The task:
Write the material out again exactly as it stands.

Entries supplied:
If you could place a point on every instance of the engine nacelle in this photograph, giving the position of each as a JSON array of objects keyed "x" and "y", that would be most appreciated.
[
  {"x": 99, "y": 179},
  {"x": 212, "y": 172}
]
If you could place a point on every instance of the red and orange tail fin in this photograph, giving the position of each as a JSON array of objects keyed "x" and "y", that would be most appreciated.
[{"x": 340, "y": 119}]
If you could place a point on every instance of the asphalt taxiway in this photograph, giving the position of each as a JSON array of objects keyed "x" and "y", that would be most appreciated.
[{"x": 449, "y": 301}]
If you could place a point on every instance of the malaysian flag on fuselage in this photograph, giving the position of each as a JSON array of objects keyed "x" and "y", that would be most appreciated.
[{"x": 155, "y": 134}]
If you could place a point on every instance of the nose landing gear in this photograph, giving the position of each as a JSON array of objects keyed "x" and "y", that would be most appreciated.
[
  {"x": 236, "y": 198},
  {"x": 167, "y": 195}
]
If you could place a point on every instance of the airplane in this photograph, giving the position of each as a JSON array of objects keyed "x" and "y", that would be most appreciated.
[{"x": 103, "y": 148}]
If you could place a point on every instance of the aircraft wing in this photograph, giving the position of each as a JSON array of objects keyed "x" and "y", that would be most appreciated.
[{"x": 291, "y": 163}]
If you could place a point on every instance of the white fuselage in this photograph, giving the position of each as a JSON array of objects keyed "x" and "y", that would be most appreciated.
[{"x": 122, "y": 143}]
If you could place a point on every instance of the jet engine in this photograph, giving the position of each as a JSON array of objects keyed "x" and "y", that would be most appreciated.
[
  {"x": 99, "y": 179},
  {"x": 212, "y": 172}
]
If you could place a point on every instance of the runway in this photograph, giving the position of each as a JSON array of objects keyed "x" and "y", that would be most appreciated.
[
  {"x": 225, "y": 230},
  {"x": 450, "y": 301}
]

Response:
If you could place a point on every instance of the engine nacelle in this photograph, giving the position of each as a JSON array of objects keyed "x" and "y", that would be most appreciated.
[
  {"x": 99, "y": 179},
  {"x": 212, "y": 172}
]
If you could place a point on every instance of the red and orange tail fin in this photograph, giving the position of each as a JSON array of objects keyed "x" and "y", that would be most appreciated.
[{"x": 340, "y": 119}]
If you could place a point on every instance of the asphalt taxiway in this photograph, giving the position of each as a JSON array of objects keyed "x" and "y", that would be most appreciated.
[{"x": 449, "y": 301}]
If you could place a point on every instance of the malaysian flag on fuselage in this photograph, giving the position of each as a JSON array of objects keyed "x" and "y", that would be most appreciated.
[{"x": 155, "y": 134}]
If you could place a point on every instance of the nose landing gear in this photograph, giving the position of each as a JSON array of objects keyed "x" and "y", that would be most appreciated.
[
  {"x": 236, "y": 198},
  {"x": 167, "y": 195}
]
If you could place a point on every instance of the airplane in this photograph, giving the position of each as a JSON array of objects keyed "x" and "y", that would be most appreciated.
[{"x": 103, "y": 148}]
If you could place a point on every instance of the aircraft wing in this photograph, giving the position of each as a JSON array of objects keyed "x" and "y", that would be most appreciated.
[{"x": 291, "y": 163}]
If you could place a point on every instance of the white fuselage in this photograph, giving the position of each as a JSON array of objects keyed "x" and "y", that would be most appreciated.
[{"x": 122, "y": 143}]
If you could place a point on every instance of the jet engine in this photograph, giving the position of each as a JSON array of objects keyed "x" and "y", that would be most appreciated.
[
  {"x": 99, "y": 179},
  {"x": 212, "y": 172}
]
If you could place a point on every instance of the runway in this photograph, giving the position of each as a JSON array of objects keyed "x" and "y", that would be most appreciated.
[
  {"x": 225, "y": 230},
  {"x": 450, "y": 301}
]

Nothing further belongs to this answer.